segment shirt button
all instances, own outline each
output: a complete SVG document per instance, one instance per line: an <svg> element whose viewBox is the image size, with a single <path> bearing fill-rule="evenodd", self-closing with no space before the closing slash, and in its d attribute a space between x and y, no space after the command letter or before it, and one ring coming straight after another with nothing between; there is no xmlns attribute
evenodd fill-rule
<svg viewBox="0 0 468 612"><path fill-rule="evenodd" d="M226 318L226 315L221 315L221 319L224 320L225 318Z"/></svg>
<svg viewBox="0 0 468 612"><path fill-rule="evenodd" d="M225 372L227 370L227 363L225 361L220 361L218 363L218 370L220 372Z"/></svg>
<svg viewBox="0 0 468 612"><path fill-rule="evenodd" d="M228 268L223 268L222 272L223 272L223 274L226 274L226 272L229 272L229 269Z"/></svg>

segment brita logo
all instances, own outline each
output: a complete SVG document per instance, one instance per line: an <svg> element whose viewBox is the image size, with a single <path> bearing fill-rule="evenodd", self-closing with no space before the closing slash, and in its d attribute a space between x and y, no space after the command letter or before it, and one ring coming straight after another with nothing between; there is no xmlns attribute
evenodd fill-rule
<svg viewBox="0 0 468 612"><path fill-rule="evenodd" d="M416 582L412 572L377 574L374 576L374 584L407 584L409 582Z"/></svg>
* * *
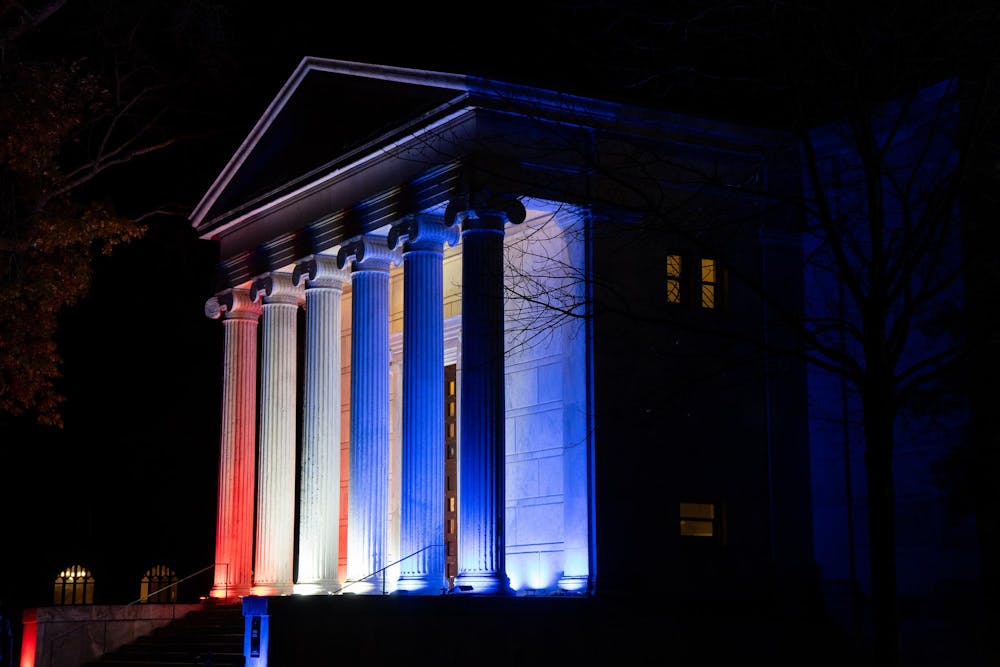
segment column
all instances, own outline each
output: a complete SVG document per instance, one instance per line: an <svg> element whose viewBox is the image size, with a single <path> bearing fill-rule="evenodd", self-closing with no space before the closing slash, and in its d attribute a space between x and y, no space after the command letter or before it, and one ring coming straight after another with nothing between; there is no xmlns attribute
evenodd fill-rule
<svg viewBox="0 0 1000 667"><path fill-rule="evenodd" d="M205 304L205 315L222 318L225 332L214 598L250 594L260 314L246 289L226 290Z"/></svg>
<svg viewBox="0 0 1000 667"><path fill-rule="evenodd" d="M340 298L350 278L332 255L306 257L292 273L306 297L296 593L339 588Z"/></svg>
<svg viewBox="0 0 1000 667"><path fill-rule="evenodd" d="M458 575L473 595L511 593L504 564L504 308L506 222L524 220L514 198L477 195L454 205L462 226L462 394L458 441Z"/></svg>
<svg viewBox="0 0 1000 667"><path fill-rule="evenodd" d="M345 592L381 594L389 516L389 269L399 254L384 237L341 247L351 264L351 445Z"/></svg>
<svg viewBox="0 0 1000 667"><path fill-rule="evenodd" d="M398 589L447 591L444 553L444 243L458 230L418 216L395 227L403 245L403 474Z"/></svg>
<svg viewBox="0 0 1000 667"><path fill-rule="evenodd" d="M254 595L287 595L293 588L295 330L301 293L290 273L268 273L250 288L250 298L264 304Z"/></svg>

• AIM OF THE TASK
Please return only the lines above, starting at the line that has "segment shirt button" and ending at the line that has "segment brita logo", keeping both and leaving each one unchanged.

• FINISHED EXERCISE
segment shirt button
all instances, own outline each
output: a complete SVG document per instance, one instance per line: an <svg> element whose viewBox is the image size, with a single <path> bearing fill-rule="evenodd", self-closing with no space before the closing slash, and in its d attribute a space between x and y, no space after the command letter or before it, and one ring coming straight after another with nothing between; there is no xmlns attribute
evenodd fill-rule
<svg viewBox="0 0 468 612"><path fill-rule="evenodd" d="M226 318L226 315L221 315L221 319L224 320L225 318Z"/></svg>
<svg viewBox="0 0 468 612"><path fill-rule="evenodd" d="M225 372L227 370L227 363L225 361L220 361L218 363L218 370L220 372Z"/></svg>
<svg viewBox="0 0 468 612"><path fill-rule="evenodd" d="M228 268L223 268L222 272L223 272L223 274L226 274L226 272L229 272L229 269Z"/></svg>

segment brita logo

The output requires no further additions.